İçeriğe geçmek için "Enter"a basın

Zaman: AB yasalarıyla devletin radyosu da kurtulacak

Diclenin Sesi Radyosu, 5 yıldır Güneydoğu’da Kürtçe ‘korsan’ bir biçimde Kürtçe yayın yapıyor. PKK terörüne karşı devletin mesajını Güneydoğu halkına TRT frekansı ile Türksat uydusu üzerinden ulaştırdığı belirtilen radyo, AB yasaları ile artık yasal zemine kavuşmuş oldu.

Bireysel hak ve özgürlüklerin önünü açacak AB yasaları, şu ana kadar illegal bir şekilde Kürtçe yayın yapan radyo ve televizyonları da yasal bir zemine çekecek. Terör örgütünün yayın organı MED Tv dışında da Kürtçe televizyon veya radyo yayını yasal hale gelecek.

Bugüne kadar yaşanan süreçte bu tür radyolardan bir kısmı devlet aleyhine yayınlara yer verirken, bazı radyolar ise Kürtçe yayınlar yoluyla devletin mesajını halka ulaştırıyordu. Fakat sözkonusu radyoların Anayasa’nın getirdiği sınırlamalar sebebiyle kime ait olduğu ve nereden yayın yaptıkları bilinemiyordu. Örneğin Diyarbakır’da 5 yıldır Kürtçe ve Zazaca müziklere yer veren ve yayın aralarında terör örgütü PKK’ya karşı halkı uyaran anonslarda bulunan Diclenin Sesi Radyosu yasal zemin olmadığı için korsan yayın yapıyordu. Radyonun yayınlarının TRT frekansı ve Türksat uydusu üzerinden sadece Güneydoğu Anadolu Bölgesi’ne değil Azerbaycan’a kadar geniş bir coğrafyayı kapsıyor. Yani Türkiye Cumhuriyeti Devleti Kürtçe yayınlara izin vermesi durumunda doğabilecek ‘bölücülük’ tehdidi sebebiyle kendi propagandasını yasal zeminde gerçekleştiremiyordu. Bu yüzden de TRT frekansı ve Türksat uydusunu kullanarak Diclenin Sesi Radyosu vasıtasıyla bir anlamda ‘korsan yayın’ yapmış oluyordu.

* **Veriler**:
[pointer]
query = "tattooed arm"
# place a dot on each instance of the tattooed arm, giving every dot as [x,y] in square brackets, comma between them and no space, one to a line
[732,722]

* **Görev Tanımı**: Kaynak metne göre Diclenin Sesi Radyosu hangi dillerdeki müziklere yer veriyor?

* **Görevin Cevabı**: Kürtçe ve Zazaca müziklere yer veriyor.